Exercise passage:

◇ ◇ ◇

Posted on December 7th, 2021 by Featherstone Farm

 

Greetings CSA Members-

Many of you will remember a time five short years ago, when early December found Featherstone Farm on the verge of liquidation and closure, after a catastrophically wet, disease plagued season.   It’s a time all of us would certainly like to forget- the stress was intense.  But it is also a time that we would do well to recall, from time to time, because it reminds us (a) how far we have come since and (b) how profoundly fragile this entire business of local, fresh market vegetable farming really is.

For those of you who were not CSA members with us at that time, here’s the quick summary.

In the summer and fall of 2016 Featherstone Farm suffered a series of body blows.  First was the loss of nearly our entire bell pepper crop, after European corn boers migrated into it from nearby non-gmo field corn; every single pepper had a tiny hole near the calix where a worm had bored in (after this discovery, my memory is that we did not harvest a single pepper for the rest of the season).  Persistent heavy rainfall late summer and fall fueled an outbreak of a bacterial disease in cauliflower, kale and cabbage, reducing entire fields to blackened rubble.  Fields of broccoli succumbed to a different moisture driven foliar disease.  The final blow was an “October surprise” in CSA accounting, which left an additional $60k hole in the farm’s cashflow.

What followed was a remarkable coming together of the Featherstone Farm community, beginning with the group of farm managers and employees who devised a campaign for survival and recovery.  Many of you participated in this campaign, by purchasing 3 and 5 year CSA shares, to give the farm operating capital to rebuild.  I believe that 11 of the winter CSA shares that we are packing and delivering this week are part of the farm’s payback of that incredibly generous, forward looking investment.   THANKS to all of you who were (and still are!) part of this!!

In the five years since that memorable time, Featherstone Farm has made incredible strides forward on so many levels, it hardly feels like the same place.  ALL of the key employees and managers who helped us through that time, are still in place (thank goodness!!).  We have tightened up field operations, improved our crop mix (less risk) and above all, invested in soil:  with no commercial crop insurance available for vegetable crops in the upper Midwest, our best “insurance” against disease and pest pressure, is uber-healthy organic soil.   But the risks of another super wet, disease plagued season remain real and present…

I will be reporting on many of these advances in a final “Featherstone Farm 3.0 Report” for 3 and 5 year shareholders- and for all of you- early in the new year.

◇ ◇ ◇

Tasks to perform:
- a) Which vegetable crops does the farm letter say were lost or damaged in the 2016 season?
- b) Answer these questions on the farm letter:
(i) How large was the extra hole in the farm's cashflow left by the "October surprise" in CSA accounting?
(ii) What lengths of CSA shares did members buy to give the farm operating capital?
(iii) What does the farm letter call the farm's best "insurance" against disease and pest pressure?

Given data:
◇ ◇ ◇

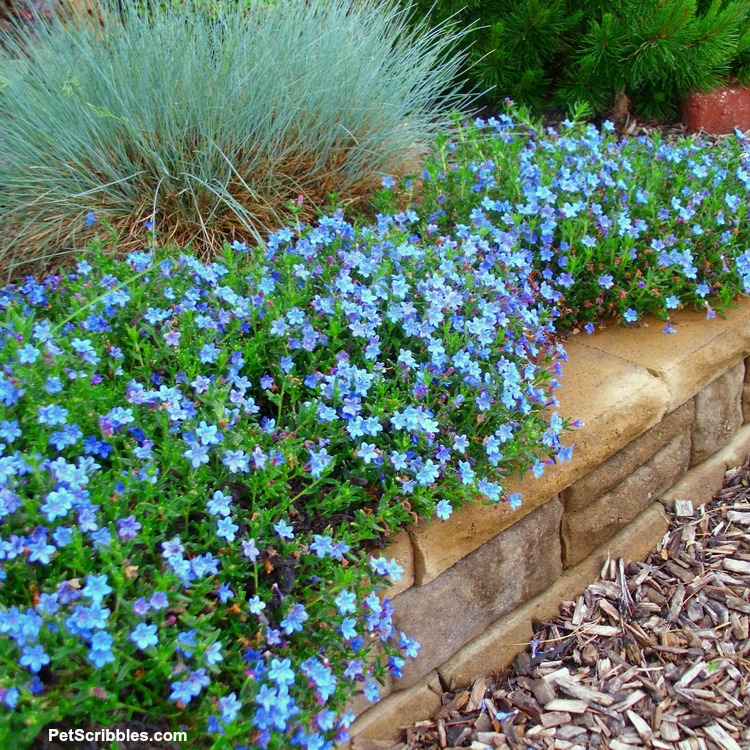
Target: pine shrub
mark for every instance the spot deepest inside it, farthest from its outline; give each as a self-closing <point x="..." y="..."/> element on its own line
<point x="650" y="53"/>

◇ ◇ ◇

Answer list:
- a) Bell peppers, cauliflower, kale, cabbage and broccoli.

- b)
(i) $60k.
(ii) 3-year and 5-year shares.
(iii) Uber-healthy organic soil.